** Exercise **
Please write out a section of the forum thread on introducing a dog to rats, starting at the words "For the same" and ending after the words "(May 28, 2012)".

** Passage to read **
# Introducing Dog to Rats?



## toke (Aug 28, 2012)

Has anyone successfully introduced a dog to rats? Not that I would ever leave them together or put the rats in any danger, but my dog (Australian Shepherd) is fascinated with the rats, and not in a predatory way as far as I can see. She tries to play with them when they are in the cage by touching noses and then spinning in circles and doing play bows- basically she acts the same as when she is trying to entice another dog to play with her. She never growls or bites at the bars to get to them. When I had a few of the boys on my lap, she wandered over and they did pretty well. The rats were super interested in getting to her, but I just allowed her to sniff them. They touched noses a few times, and all she did was sniff and nudge them softly in the side with her nose (to get their attention?) I was very obvious about praising the rats like I praise her, and I fed them pieces of dog food together to hopefully show her that the rats were just another "puppy" in the house. For those who have introduced other pets to the rats, does she sound like a good candidate to have controlled, very supervised time together, or is an accident waiting to happen? The only other species I know she has been introduced to is cats. She is super playful so I would always be worried she would try and wrestle with them, but I would love to be able to have them out on the couch and have her introduced to them, so we can all hang out together rather than locking her up. Any thoughts or experience with this?


----------



## Poisoned (Nov 17, 2012)

I do not allow interactions between my big animals and my rats. It's not worth it. A playful poke or smack by the dog to entice play could be fatal or harmful to a tiny animal like them.

And keep in mind, the rats have sharp teeth too, and many times will react badly if bothered by another animal.

It took all of 1 second for my Shepherd to fatally wound a large wild rat yesterday. One nip, that was it. And he's one who gently sniffs and tries to engage the rats though the cage, and behaves as long as I'm holding them. Dogs know rats are not just another dog, they smell, act, and look completely different. 

For the same reasons I would be leery of letting a large dog play with ducklings, or small rabbits, kittens, canaries.. One clumsy move, or wrong move could be disaster.


----------



## cagedbirdsinging (May 28, 2012)

Collected data:

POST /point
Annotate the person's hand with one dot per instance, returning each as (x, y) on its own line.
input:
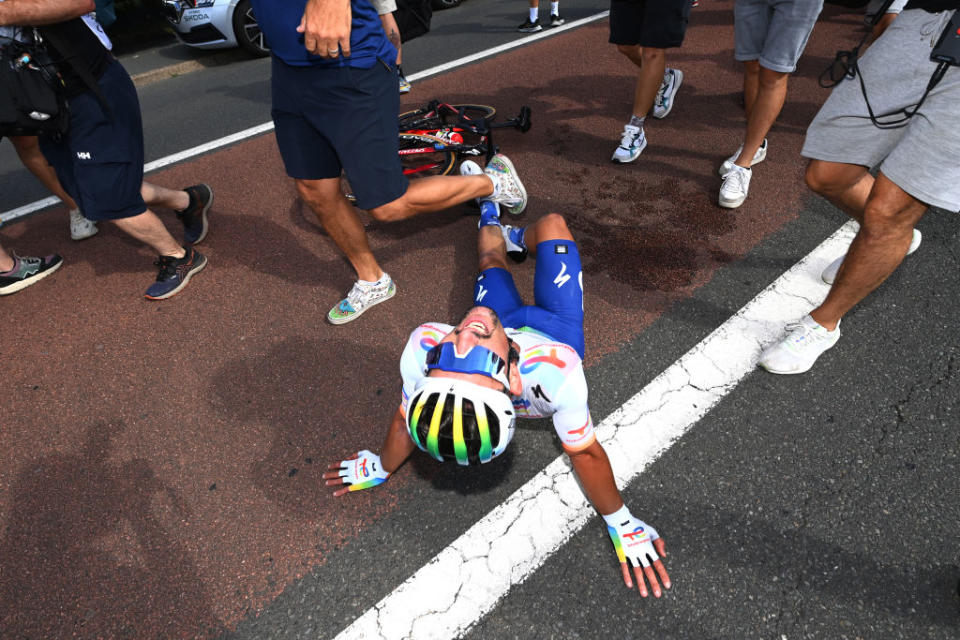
(638, 543)
(362, 470)
(325, 26)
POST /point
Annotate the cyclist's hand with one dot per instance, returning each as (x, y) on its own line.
(325, 26)
(360, 471)
(639, 545)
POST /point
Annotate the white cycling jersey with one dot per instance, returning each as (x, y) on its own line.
(551, 373)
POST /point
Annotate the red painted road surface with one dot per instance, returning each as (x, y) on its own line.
(162, 461)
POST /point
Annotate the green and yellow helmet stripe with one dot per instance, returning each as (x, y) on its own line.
(433, 440)
(486, 449)
(459, 444)
(415, 419)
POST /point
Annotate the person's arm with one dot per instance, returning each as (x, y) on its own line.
(41, 12)
(634, 541)
(365, 469)
(325, 26)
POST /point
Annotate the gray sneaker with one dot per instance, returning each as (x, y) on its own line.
(797, 352)
(80, 227)
(362, 297)
(507, 190)
(663, 103)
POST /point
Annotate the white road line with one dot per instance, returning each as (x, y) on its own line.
(27, 209)
(467, 579)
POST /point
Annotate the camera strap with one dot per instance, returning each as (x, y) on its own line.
(848, 62)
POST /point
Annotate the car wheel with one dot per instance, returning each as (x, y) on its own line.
(247, 30)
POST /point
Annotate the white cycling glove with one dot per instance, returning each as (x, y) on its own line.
(363, 472)
(632, 538)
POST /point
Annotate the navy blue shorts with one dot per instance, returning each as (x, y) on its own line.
(328, 119)
(100, 161)
(557, 294)
(660, 24)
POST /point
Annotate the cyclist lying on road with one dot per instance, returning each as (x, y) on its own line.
(463, 386)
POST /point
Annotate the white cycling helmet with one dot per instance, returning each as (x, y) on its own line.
(453, 419)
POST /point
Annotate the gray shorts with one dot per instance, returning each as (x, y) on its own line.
(920, 158)
(384, 6)
(774, 32)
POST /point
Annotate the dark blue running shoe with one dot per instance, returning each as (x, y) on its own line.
(194, 217)
(175, 273)
(516, 247)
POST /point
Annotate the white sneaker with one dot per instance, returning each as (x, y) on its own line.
(663, 103)
(470, 168)
(799, 349)
(758, 157)
(830, 273)
(507, 188)
(361, 297)
(633, 142)
(80, 227)
(735, 187)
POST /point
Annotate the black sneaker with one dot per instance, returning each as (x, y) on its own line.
(175, 273)
(26, 271)
(194, 217)
(530, 27)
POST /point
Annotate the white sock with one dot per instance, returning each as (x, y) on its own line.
(382, 280)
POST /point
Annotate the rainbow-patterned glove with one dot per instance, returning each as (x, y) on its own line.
(632, 538)
(362, 471)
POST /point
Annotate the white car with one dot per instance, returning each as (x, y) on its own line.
(216, 24)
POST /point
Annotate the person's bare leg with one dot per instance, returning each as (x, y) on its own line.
(28, 149)
(771, 94)
(751, 80)
(654, 63)
(879, 247)
(155, 195)
(342, 222)
(147, 228)
(6, 260)
(846, 186)
(433, 193)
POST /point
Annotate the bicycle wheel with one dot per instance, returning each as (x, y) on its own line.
(425, 119)
(420, 156)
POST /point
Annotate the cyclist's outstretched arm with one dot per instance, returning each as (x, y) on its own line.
(635, 542)
(365, 469)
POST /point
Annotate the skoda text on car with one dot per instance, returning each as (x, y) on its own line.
(216, 24)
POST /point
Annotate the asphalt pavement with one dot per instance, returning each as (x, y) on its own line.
(162, 474)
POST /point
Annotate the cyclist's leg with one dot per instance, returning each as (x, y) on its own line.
(433, 193)
(558, 282)
(495, 287)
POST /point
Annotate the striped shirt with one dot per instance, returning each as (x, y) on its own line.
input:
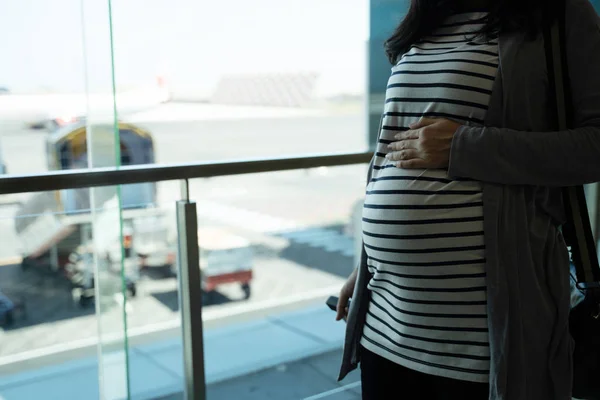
(422, 231)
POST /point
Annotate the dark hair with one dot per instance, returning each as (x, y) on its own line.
(504, 16)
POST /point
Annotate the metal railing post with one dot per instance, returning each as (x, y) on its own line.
(190, 298)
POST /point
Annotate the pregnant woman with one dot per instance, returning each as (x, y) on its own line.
(463, 287)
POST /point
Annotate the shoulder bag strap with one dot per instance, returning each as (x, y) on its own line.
(577, 231)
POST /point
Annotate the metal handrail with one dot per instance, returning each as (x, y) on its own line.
(85, 178)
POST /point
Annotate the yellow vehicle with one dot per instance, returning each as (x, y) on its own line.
(62, 220)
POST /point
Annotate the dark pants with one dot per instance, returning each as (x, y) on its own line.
(385, 380)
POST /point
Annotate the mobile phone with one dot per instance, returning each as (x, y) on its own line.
(332, 303)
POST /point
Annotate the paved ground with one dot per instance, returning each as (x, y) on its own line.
(296, 220)
(309, 379)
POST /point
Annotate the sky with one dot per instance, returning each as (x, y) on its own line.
(50, 45)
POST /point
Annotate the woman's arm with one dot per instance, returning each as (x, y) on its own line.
(560, 158)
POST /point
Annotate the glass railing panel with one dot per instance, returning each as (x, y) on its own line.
(59, 332)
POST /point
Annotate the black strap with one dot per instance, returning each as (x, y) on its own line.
(577, 231)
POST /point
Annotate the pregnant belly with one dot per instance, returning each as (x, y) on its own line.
(422, 219)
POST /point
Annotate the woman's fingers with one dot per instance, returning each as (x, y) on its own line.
(400, 155)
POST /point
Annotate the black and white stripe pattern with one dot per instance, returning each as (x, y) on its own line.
(422, 231)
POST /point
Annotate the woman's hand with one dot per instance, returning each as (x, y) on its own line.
(345, 294)
(425, 145)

** Expected answer **
For the same reasons I would be leery of letting a large dog play with ducklings, or small rabbits, kittens, canaries.. One clumsy move, or wrong move could be disaster.


----------



## cagedbirdsinging (May 28, 2012)